> _Work order_: Reproduce the records. Keep every word exact and include no images.
*** Provided records ***
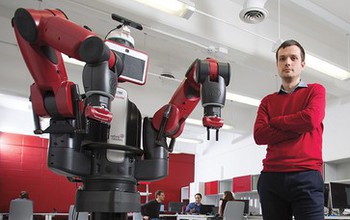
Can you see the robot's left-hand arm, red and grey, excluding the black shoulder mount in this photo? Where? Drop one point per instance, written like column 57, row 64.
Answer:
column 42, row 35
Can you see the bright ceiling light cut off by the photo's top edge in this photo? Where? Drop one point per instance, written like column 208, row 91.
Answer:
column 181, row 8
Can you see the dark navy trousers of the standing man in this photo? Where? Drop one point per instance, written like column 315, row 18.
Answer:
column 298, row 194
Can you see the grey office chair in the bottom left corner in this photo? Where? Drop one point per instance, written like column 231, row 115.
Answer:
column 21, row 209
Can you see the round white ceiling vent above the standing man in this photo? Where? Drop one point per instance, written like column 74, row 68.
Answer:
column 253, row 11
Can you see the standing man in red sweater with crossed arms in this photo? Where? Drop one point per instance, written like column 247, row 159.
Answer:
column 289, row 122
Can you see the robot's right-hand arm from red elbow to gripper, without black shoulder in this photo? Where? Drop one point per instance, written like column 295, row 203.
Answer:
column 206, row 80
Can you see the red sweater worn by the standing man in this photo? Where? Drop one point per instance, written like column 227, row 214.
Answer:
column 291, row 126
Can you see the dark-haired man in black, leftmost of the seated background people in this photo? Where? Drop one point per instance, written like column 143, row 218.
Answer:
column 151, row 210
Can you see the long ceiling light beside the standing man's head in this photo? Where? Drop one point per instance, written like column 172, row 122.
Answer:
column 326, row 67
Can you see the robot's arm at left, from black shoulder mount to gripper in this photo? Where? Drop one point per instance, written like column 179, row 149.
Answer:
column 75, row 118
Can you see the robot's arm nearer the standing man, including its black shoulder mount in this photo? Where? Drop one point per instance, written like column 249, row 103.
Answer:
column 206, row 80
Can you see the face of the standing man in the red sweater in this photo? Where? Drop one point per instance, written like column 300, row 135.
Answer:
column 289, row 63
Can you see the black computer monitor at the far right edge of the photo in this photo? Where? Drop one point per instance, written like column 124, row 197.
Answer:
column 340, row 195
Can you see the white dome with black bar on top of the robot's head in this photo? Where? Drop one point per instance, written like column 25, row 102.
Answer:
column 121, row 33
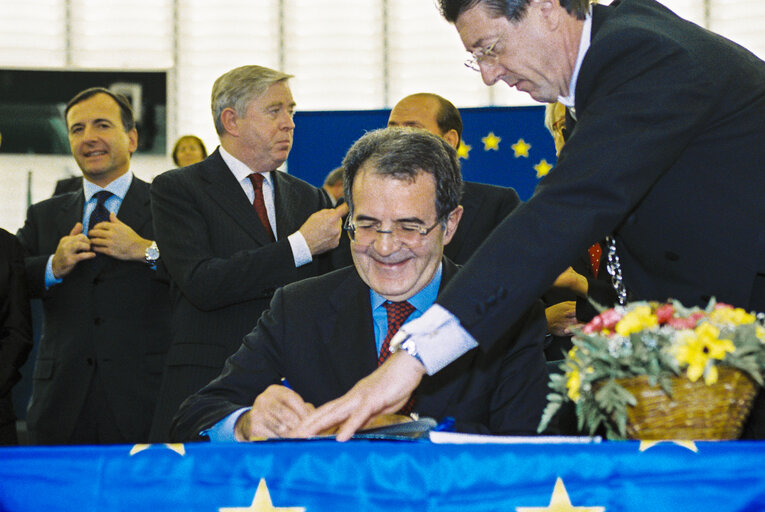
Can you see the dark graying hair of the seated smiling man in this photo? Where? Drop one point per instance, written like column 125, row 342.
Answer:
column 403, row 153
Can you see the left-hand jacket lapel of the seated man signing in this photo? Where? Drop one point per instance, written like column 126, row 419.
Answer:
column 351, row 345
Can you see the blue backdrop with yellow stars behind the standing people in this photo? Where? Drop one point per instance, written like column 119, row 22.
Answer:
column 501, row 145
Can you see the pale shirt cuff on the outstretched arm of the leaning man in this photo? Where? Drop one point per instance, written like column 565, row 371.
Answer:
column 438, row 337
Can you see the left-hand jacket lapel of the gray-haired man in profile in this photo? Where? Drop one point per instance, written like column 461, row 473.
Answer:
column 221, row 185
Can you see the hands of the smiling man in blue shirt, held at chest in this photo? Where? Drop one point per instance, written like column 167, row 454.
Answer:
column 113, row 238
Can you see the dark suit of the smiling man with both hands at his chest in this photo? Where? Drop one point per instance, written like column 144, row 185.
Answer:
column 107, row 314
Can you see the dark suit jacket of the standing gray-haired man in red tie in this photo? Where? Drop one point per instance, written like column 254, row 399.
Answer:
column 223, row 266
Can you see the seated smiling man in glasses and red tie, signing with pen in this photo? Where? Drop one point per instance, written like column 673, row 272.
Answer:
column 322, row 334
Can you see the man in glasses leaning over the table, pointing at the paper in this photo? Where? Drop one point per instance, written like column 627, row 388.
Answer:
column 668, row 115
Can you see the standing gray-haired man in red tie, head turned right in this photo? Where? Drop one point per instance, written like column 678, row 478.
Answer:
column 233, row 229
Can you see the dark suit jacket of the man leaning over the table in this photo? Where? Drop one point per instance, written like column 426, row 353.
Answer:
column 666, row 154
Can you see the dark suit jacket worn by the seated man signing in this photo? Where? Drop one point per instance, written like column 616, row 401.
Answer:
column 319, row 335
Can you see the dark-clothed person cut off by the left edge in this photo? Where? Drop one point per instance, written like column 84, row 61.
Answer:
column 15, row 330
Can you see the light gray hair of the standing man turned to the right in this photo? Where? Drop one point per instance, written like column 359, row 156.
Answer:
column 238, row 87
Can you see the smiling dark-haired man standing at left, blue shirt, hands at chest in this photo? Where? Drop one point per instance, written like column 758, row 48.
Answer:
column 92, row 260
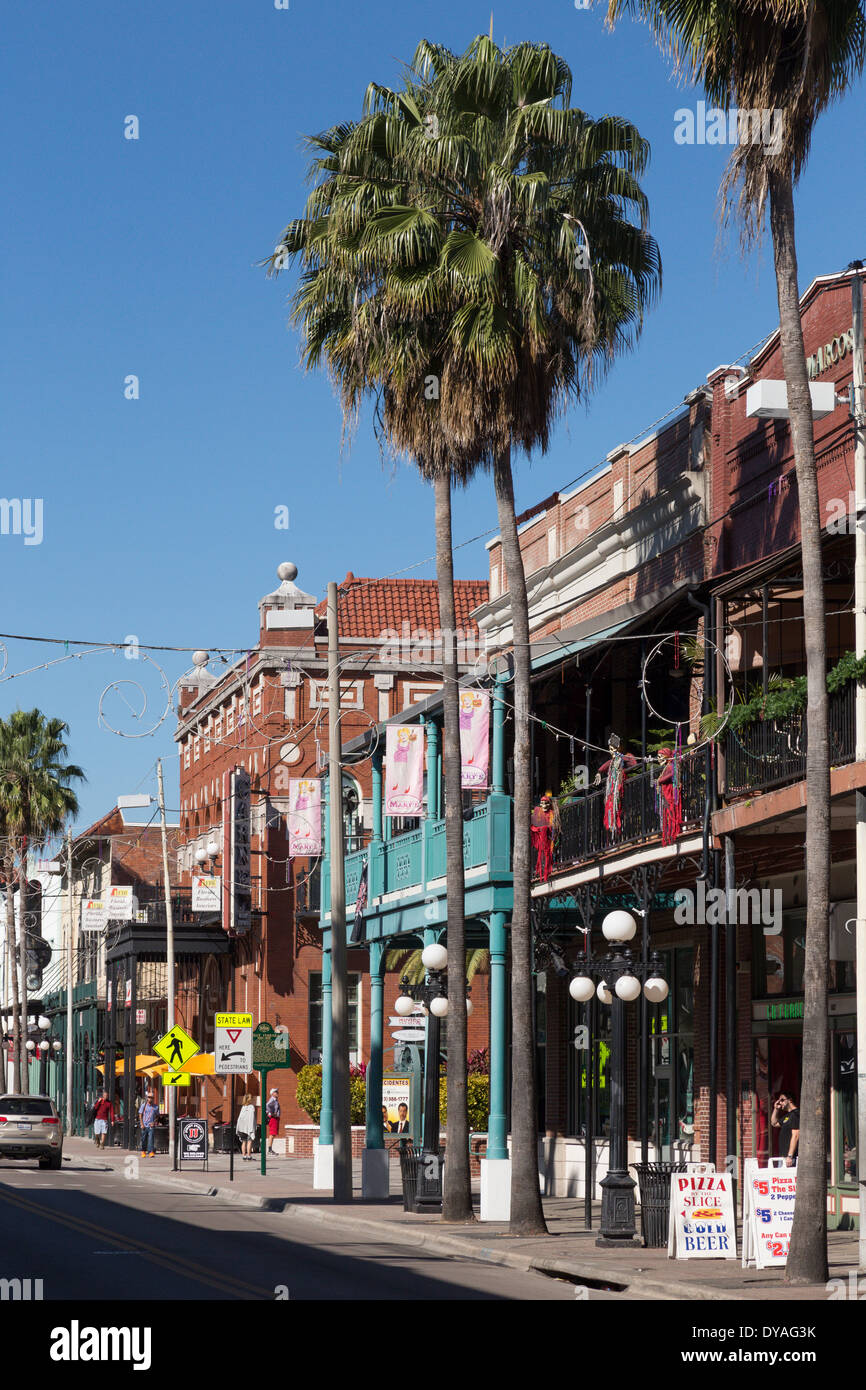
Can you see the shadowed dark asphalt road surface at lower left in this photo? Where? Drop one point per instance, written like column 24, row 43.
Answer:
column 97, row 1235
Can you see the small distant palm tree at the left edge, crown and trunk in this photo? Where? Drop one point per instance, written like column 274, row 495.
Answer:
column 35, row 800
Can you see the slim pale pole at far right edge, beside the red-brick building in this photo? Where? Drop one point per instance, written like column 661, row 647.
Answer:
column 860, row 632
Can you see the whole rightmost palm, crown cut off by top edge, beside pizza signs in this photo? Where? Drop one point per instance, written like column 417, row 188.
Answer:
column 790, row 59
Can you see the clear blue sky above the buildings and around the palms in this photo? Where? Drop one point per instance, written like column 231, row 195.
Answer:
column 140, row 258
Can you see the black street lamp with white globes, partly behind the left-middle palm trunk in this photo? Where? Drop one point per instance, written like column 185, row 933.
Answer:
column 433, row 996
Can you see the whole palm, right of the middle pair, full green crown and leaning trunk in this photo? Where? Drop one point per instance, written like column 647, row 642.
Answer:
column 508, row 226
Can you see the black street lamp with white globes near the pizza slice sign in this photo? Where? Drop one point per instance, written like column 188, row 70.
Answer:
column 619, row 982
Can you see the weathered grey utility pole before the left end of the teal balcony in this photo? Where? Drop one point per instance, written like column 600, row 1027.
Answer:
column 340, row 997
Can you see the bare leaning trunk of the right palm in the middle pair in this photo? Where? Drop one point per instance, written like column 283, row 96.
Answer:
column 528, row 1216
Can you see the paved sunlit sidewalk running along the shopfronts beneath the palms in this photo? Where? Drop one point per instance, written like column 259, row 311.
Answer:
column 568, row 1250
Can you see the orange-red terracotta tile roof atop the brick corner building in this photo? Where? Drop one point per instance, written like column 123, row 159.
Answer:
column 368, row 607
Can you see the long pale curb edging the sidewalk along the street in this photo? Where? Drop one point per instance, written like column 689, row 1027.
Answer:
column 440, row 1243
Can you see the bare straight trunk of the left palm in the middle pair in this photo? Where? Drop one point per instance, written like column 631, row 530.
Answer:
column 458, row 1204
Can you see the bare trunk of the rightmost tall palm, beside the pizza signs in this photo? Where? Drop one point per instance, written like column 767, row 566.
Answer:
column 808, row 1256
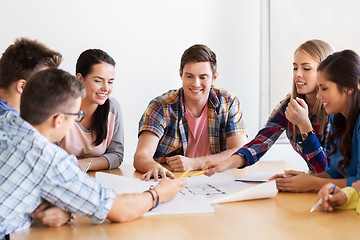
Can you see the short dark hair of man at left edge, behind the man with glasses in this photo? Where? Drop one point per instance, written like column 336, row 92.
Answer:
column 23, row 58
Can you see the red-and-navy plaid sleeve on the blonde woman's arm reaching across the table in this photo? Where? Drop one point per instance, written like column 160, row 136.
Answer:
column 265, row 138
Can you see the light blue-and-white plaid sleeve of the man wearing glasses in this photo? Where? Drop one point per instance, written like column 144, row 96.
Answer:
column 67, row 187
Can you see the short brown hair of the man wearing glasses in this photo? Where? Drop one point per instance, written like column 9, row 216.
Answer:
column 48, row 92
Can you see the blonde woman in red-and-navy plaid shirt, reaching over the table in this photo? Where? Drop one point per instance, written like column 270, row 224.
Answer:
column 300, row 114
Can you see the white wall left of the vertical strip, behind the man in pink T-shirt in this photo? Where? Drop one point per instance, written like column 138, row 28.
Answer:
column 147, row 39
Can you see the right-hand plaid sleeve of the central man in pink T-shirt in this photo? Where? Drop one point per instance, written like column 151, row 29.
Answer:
***
> _Reply_:
Can you see the robot's left-hand arm, red and grey, excluding the black shoulder mount in this photo? Where? Drop one point per instance, written like column 57, row 64.
Answer:
column 42, row 35
Can you see the bright ceiling light cut off by the photo's top edge in this photo? Where? Drop one point per instance, written like column 208, row 91.
Answer:
column 181, row 8
Can you see the dark navy trousers of the standing man in this photo? Where? Drop one point per instance, written like column 315, row 18.
Answer:
column 298, row 194
Can you see the grey office chair in the bottom left corner in this photo? Where? Drop one point per instance, written like column 231, row 115.
Answer:
column 21, row 209
Can you see the round white ceiling vent above the standing man in this photo? Where? Drop one point per instance, written like column 74, row 68.
Answer:
column 253, row 11
Can you see the standing man in red sweater with crossed arms in this photo? Where? Drop one point per instance, written like column 247, row 159.
Answer:
column 289, row 122
Can you see the robot's right-hand arm from red elbow to gripper, without black shoulder in this photo? Where? Drop one point per instance, written like column 295, row 203.
Answer:
column 206, row 80
Can you see the red sweater worn by the standing man in this photo? Where? Drop one point per instance, written like column 227, row 214.
Answer:
column 291, row 126
Can you see the dark-haired man in black, leftmost of the seated background people in this photo? Where? Drop one point per instance, written like column 143, row 218.
Answer:
column 151, row 210
Can you see the long ceiling light beside the standing man's head in this photo? Where? Drop one point per instance, written like column 172, row 122.
Answer:
column 326, row 67
Can you see the robot's arm at left, from black shoulder mount to gripper in this photo? Where? Drop one point per instance, written like column 179, row 149.
Answer:
column 75, row 118
Can you see the robot's arm nearer the standing man, including its black shoulder mount in this photo? Where? Drop one point per instance, written like column 249, row 103.
Answer:
column 206, row 80
Can you see the face of the standing man in the red sweater in this photo? Where? Drop one point per instance, written like column 300, row 135.
Answer:
column 289, row 63
Can you see the black computer monitor at the far right edge of the photo in this photo? Where? Drop one point per instance, written like column 124, row 197.
Answer:
column 340, row 195
Can you see the white dome with black bar on top of the robot's head in this photo? Where? Drop one point per instance, written like column 25, row 102.
Answer:
column 121, row 33
Can you see the dark graying hair of the seated smiling man in this photo? Where? Drop one point per instance, written like column 125, row 342.
Answer:
column 403, row 153
Can you see the left-hand jacket lapel of the seated man signing in this photo? Where? Drop one point per instance, written like column 126, row 419.
Answer:
column 351, row 345
Can you see the blue backdrop with yellow stars behind the standing people in this photo? Where? Drop one point per instance, written like column 119, row 22.
Answer:
column 501, row 145
Can you see the pale shirt cuff on the outstretched arm of the leaning man in this photo? Where? Drop one point per instance, written like column 565, row 371.
Answer:
column 438, row 337
Can you see the left-hand jacket lapel of the gray-haired man in profile in this photo? Where? Drop one point per instance, written like column 461, row 473.
Answer:
column 221, row 185
Can you see the hands of the smiling man in blue shirt, held at chest in this photo? Where? Drop one point per instance, written like column 167, row 454.
Answer:
column 113, row 238
Can you see the dark suit of the smiling man with both hands at his chest in this photo? Where? Drop one point per instance, written like column 144, row 185.
Answer:
column 107, row 314
Can you see the dark suit jacket of the standing gray-haired man in red tie in this photo? Where? Drop one point per instance, written like column 254, row 399.
Answer:
column 223, row 266
Can you see the seated smiling man in glasses and red tie, signing with pen in this photo? Where? Drop one point per instance, written like column 673, row 272.
Answer:
column 322, row 334
Can you see the man in glasses leaning over the table, pointing at the paper in this photo? Where? Drop one point per instance, written like column 627, row 388.
Answer:
column 668, row 115
Can you see the standing gray-haired man in red tie, head turned right in this photo? Where? Drop one point per instance, written like column 678, row 478.
Answer:
column 233, row 229
Can you see the dark suit jacket of the man leaning over the table in this photo? Where? Drop one point per instance, written like column 426, row 353.
Answer:
column 666, row 154
Can you see the dark suit jacket worn by the seated man signing in this photo? Where? Drop one point per instance, written like column 616, row 401.
Answer:
column 319, row 335
Can you see the dark-clothed person cut off by the left edge in this photo? Where? Drop one point per instance, written like column 84, row 61.
Answer:
column 15, row 330
Can you see the light gray hair of the standing man turned to the right in this photo? Where? Drop one point per instance, written like column 359, row 156.
Answer:
column 238, row 87
Can you see the smiling dark-haired man standing at left, blue shirt, hands at chest in this photo? Where? Drop one point per instance, written like column 758, row 48.
Answer:
column 92, row 260
Can you see the shadowed dark asphalt road surface at lower left in this photo? Where? Drop one point per instance, written like column 24, row 43.
Answer:
column 97, row 1235
Can you see the small distant palm tree at the left edge, crown and trunk in this photo? Where? Drop one point per instance, written like column 274, row 495.
Answer:
column 35, row 800
Can you see the slim pale pole at far right edge, beside the red-brick building in this photo? Where? Drop one point per instance, written like column 661, row 647.
Answer:
column 860, row 632
Can you see the whole rightmost palm, crown cut off by top edge, beside pizza signs in this photo? Where? Drop one point per instance, written like column 417, row 188.
Answer:
column 790, row 59
Can you see the clear blue sky above the buildings and around the palms in this photo? Where? Drop one point per instance, written like column 231, row 195.
Answer:
column 140, row 258
Can you see the black street lamp with white globes, partly behind the left-middle palm trunk in this photo? Where? Drop one point per instance, written like column 185, row 933.
Answer:
column 433, row 996
Can you see the whole palm, right of the middle pair, full green crown and leaning trunk in this photo? Where? Drop one point per instance, written like column 647, row 642.
Answer:
column 508, row 226
Can you see the black street lamp with white globes near the pizza slice sign in this photo? Where? Drop one point per instance, written like column 188, row 70.
Answer:
column 619, row 982
Can you see the weathered grey utility pole before the left end of the teal balcony in this photo? Where? Drop one point per instance, written like column 600, row 1027.
Answer:
column 340, row 997
Can you see the bare leaning trunk of the right palm in the middle pair in this photo? Where? Drop one point per instance, written like column 283, row 96.
Answer:
column 528, row 1216
Can you see the paved sunlit sidewalk running along the shopfronts beneath the palms in this photo? Where? Drop one point per instance, written like column 259, row 311.
Answer:
column 568, row 1250
Can you see the orange-red terracotta tile roof atop the brick corner building in this photo? Where? Drop one point per instance, written like column 123, row 159.
Answer:
column 368, row 607
Can you see the long pale curb edging the sidewalk along the street in this photo? Where? Drop one point per instance, written like column 689, row 1027.
Answer:
column 440, row 1243
Can you see the bare straight trunk of the left palm in the middle pair in this photo? Where? Drop one point per instance, written like column 631, row 530.
Answer:
column 458, row 1204
Can you see the bare trunk of the rightmost tall palm, beside the pizza signs in this photo? Where? Drop one point per instance, written like column 767, row 566.
Answer:
column 808, row 1256
Can you see the short dark hair of man at left edge, behind the man with glasses in this photo? Where? Drop one point per instance, written like column 336, row 92.
Answer:
column 23, row 58
Can you see the red-and-navy plaid sleeve on the blonde woman's arm reaching across the table in this photo? Where? Drop one point per instance, written like column 160, row 136.
Answer:
column 265, row 138
Can you see the light blue-and-white plaid sleeve of the man wearing glasses in this photo? Where? Drop one point per instance, written like column 144, row 96.
Answer:
column 67, row 187
Can you see the short brown hair of the man wearing glasses in this photo? Where? Drop one point per instance, written like column 9, row 216.
Answer:
column 48, row 92
Can you see the blonde woman in red-and-navy plaid shirt, reaching over the table in this photo? Where? Drop one point per instance, written like column 270, row 224.
Answer:
column 300, row 114
Can you see the white wall left of the vertical strip, behind the man in pink T-shirt in this photo? Where? Drop one point per instance, written like column 138, row 28.
Answer:
column 147, row 39
Can you see the right-hand plaid sleeve of the central man in pink T-shirt in this photo? Where? Drop one point per instance, written like column 151, row 29.
Answer:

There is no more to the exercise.